╭─ SOURCE DATA
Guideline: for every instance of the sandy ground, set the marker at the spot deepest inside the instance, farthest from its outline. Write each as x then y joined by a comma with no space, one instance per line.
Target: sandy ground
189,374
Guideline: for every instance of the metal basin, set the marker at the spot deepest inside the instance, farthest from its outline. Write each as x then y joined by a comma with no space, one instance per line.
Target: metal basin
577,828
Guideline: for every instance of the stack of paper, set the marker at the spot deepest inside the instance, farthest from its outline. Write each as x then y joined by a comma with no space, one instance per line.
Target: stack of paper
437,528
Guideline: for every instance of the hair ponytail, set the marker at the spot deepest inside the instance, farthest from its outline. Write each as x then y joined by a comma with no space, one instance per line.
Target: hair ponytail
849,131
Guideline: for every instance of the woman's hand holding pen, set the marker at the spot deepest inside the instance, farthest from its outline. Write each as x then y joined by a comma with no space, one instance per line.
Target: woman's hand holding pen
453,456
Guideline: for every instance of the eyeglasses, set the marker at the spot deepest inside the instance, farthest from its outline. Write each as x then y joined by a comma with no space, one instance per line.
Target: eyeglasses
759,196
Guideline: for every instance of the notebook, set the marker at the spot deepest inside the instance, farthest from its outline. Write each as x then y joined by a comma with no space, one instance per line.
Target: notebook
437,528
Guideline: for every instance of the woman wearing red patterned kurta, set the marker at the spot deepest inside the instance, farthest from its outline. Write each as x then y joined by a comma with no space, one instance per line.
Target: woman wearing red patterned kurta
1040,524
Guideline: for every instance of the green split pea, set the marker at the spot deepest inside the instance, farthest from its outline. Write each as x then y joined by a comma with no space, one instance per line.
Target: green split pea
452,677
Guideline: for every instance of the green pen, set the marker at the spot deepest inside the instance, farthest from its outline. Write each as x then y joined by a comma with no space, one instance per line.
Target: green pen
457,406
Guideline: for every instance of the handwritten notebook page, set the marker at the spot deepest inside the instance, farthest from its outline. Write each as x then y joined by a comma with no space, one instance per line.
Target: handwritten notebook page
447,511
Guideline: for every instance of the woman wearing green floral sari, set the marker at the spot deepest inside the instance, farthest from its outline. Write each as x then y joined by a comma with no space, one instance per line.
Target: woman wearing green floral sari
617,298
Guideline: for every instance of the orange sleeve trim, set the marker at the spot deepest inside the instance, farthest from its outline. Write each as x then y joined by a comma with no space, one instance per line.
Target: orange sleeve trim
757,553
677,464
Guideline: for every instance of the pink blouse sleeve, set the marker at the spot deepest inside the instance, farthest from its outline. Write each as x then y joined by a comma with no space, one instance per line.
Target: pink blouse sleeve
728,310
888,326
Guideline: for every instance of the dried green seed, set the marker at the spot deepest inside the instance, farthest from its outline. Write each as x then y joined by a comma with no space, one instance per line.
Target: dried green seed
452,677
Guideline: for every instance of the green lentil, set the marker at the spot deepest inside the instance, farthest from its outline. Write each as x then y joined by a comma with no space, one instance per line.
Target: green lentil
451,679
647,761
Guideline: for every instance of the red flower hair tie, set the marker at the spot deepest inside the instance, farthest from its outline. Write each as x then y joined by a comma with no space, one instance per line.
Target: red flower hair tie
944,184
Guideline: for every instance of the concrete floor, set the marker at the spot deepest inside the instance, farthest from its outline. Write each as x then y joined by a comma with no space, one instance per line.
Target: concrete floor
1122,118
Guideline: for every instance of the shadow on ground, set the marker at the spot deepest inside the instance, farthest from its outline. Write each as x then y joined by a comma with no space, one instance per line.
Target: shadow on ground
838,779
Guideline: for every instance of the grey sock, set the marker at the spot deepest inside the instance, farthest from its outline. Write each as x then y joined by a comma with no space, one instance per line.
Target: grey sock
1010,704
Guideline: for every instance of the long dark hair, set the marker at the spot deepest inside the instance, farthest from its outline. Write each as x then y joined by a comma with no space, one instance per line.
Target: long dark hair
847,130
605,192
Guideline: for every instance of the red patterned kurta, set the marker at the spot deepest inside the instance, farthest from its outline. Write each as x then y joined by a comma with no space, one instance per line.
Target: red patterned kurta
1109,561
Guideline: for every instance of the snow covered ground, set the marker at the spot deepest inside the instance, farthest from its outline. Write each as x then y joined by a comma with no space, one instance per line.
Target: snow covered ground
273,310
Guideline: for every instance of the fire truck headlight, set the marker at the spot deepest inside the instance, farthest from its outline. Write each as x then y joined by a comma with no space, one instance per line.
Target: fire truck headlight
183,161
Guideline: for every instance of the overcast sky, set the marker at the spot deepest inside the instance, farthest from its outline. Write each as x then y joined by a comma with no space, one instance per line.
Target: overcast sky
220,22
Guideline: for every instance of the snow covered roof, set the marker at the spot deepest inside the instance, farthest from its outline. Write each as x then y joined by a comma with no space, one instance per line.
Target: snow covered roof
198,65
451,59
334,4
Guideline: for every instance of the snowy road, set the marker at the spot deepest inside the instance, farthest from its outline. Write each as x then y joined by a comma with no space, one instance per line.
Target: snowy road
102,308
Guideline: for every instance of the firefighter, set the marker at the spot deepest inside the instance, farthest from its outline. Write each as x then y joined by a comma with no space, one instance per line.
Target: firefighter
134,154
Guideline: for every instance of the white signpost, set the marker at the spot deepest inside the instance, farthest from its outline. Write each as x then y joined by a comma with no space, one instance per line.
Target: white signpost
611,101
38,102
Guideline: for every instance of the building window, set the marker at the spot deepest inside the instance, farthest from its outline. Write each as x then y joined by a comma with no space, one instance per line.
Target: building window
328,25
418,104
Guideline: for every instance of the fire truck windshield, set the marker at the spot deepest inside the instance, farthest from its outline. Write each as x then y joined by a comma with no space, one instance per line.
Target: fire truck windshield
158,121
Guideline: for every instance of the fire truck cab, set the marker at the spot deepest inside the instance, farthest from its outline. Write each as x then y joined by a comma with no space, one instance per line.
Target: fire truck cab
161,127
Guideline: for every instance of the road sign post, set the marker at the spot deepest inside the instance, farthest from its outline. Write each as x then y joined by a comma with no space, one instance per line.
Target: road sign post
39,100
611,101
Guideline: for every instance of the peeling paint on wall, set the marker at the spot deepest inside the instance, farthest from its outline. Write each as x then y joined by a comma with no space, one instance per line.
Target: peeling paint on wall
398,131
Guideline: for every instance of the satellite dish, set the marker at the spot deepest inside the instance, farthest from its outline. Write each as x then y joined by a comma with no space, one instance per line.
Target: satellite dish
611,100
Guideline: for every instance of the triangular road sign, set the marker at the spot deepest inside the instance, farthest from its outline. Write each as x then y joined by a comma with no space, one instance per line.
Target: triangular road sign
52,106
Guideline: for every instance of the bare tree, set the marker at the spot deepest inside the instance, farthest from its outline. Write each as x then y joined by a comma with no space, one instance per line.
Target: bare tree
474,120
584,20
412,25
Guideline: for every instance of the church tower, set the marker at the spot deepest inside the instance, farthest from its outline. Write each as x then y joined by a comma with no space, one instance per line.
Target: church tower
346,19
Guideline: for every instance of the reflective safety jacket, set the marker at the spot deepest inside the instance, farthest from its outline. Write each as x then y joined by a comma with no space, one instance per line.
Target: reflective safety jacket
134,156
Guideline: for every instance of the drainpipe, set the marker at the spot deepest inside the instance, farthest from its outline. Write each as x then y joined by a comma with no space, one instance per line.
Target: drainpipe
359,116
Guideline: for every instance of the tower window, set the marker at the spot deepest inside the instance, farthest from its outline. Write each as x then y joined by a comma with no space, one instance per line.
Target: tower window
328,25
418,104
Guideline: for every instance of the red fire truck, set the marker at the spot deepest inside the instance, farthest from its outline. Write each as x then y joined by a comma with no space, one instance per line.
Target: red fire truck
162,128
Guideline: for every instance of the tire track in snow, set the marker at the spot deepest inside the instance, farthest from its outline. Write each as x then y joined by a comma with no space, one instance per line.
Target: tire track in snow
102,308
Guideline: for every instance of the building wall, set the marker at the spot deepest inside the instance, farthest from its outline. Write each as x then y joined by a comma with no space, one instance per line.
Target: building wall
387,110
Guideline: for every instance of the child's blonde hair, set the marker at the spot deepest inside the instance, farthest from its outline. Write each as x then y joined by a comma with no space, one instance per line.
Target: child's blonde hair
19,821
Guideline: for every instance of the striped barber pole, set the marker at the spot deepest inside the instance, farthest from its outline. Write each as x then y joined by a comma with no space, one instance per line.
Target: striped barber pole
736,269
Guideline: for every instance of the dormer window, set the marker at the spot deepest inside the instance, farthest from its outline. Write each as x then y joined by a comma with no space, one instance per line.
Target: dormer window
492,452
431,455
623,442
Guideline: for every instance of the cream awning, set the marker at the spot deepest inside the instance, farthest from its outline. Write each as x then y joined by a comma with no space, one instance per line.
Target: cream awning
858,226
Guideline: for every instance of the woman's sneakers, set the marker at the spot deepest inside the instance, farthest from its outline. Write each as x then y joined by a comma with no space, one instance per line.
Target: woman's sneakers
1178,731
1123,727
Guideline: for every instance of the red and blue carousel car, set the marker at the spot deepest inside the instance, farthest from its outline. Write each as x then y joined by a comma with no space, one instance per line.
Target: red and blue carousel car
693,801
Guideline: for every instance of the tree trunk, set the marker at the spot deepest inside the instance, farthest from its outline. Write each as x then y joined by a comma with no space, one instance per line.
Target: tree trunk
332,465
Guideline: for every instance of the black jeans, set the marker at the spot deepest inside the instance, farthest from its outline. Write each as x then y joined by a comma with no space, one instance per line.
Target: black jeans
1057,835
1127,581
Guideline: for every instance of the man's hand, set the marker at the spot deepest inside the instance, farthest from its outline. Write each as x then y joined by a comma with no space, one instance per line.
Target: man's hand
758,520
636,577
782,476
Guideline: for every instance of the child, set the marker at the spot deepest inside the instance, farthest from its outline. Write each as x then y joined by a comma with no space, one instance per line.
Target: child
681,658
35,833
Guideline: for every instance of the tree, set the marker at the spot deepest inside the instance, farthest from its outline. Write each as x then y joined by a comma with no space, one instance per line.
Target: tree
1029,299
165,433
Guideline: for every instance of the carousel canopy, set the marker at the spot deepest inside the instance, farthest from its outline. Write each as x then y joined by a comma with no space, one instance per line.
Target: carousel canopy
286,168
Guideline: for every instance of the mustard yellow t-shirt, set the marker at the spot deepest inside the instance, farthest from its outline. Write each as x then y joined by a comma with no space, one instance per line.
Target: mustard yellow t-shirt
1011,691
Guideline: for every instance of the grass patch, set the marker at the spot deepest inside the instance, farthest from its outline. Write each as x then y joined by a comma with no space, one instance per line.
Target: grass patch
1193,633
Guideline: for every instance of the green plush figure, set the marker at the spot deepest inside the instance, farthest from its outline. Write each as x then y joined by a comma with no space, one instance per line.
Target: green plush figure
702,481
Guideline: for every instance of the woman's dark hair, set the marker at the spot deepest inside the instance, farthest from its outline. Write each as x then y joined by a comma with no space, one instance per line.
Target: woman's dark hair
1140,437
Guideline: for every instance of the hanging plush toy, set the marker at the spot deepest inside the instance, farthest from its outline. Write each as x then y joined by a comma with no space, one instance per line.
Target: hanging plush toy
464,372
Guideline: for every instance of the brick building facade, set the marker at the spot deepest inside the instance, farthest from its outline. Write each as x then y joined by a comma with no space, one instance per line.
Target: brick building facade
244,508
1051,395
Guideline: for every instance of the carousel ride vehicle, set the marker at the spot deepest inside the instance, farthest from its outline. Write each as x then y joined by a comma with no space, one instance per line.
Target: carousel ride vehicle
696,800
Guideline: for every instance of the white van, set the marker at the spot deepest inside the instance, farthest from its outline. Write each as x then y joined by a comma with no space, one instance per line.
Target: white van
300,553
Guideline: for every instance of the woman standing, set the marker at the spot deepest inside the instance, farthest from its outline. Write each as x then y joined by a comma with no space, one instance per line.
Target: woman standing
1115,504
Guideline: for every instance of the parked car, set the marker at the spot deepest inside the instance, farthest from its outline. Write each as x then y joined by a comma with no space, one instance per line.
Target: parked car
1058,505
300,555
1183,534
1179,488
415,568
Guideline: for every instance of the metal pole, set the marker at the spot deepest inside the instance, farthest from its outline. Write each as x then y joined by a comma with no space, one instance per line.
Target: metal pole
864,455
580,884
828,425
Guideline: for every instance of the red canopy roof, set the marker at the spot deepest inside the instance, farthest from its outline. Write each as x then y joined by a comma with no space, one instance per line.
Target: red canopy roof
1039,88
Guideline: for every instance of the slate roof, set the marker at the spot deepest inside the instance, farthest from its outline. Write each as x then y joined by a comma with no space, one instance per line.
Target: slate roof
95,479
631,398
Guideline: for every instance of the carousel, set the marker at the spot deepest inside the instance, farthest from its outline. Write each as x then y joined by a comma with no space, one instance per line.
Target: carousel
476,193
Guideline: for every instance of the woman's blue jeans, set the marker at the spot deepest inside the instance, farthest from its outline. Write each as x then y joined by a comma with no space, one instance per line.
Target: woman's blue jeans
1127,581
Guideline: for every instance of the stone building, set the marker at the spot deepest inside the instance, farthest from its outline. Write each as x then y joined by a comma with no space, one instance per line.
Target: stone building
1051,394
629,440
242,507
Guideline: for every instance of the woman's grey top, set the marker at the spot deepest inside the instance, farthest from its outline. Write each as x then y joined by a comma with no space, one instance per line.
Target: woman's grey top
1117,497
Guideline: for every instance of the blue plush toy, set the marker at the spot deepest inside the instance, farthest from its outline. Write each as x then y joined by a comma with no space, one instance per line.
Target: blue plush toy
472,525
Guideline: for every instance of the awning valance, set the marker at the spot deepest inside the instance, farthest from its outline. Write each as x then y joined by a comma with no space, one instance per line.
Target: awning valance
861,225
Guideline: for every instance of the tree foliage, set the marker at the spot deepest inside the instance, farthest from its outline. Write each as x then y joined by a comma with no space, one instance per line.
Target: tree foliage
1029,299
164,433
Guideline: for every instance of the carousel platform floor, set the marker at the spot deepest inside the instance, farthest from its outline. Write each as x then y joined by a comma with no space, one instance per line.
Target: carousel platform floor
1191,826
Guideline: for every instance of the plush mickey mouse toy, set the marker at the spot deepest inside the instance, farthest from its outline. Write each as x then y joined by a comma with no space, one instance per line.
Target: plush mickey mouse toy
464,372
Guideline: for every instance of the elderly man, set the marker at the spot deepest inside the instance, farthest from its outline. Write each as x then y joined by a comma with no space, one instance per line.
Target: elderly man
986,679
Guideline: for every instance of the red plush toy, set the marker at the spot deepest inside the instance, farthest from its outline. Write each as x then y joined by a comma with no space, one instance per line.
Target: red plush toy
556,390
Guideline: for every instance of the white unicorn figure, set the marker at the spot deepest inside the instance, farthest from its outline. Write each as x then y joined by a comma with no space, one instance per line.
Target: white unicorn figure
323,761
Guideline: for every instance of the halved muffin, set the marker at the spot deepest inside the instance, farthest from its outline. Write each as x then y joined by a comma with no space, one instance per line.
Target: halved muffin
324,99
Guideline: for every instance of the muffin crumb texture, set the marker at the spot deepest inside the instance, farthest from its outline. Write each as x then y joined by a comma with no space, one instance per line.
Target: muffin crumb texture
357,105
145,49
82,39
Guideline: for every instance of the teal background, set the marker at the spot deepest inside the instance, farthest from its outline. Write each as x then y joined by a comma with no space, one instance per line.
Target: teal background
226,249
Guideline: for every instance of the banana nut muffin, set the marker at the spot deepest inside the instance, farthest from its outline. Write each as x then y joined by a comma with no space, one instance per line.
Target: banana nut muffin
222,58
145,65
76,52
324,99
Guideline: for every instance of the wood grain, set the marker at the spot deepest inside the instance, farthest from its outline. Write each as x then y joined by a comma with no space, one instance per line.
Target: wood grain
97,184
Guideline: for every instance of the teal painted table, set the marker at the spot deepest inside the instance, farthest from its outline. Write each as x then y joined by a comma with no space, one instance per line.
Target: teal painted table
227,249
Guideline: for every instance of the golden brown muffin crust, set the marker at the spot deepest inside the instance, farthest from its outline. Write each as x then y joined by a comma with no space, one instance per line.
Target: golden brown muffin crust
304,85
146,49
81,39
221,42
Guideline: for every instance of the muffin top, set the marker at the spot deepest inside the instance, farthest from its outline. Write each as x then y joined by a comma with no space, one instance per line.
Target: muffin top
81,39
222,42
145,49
╰─
§ EXERCISE INSTRUCTIONS:
A verbatim transcription is needed of the lines above, starting at the line with "Target: bare tree" and ending at the line with "Guideline: for every instance of the drainpipe, set", both included, and of nothing else.

§ TASK RESULT:
Target: bare tree
474,120
584,20
412,25
Guideline: for every instance of the church tower, set the marker at the spot deepest inside the instance, farthest from its outline. Write each as x then y joined by a comma with no space, one instance per line.
Target: church tower
346,19
Guideline: for every instance of the reflective safety jacket, set the marker at the spot deepest inside the instance, farthest from its outline. Write each as x then y joined by a comma with no space, one instance per line.
Target: reflective safety jacket
134,156
Guideline: for every instance of the drainpipe, set the marker at the spot deepest inside the instance, farthest from its outline. Write each as x then y joined by a comma with no space, one instance per line.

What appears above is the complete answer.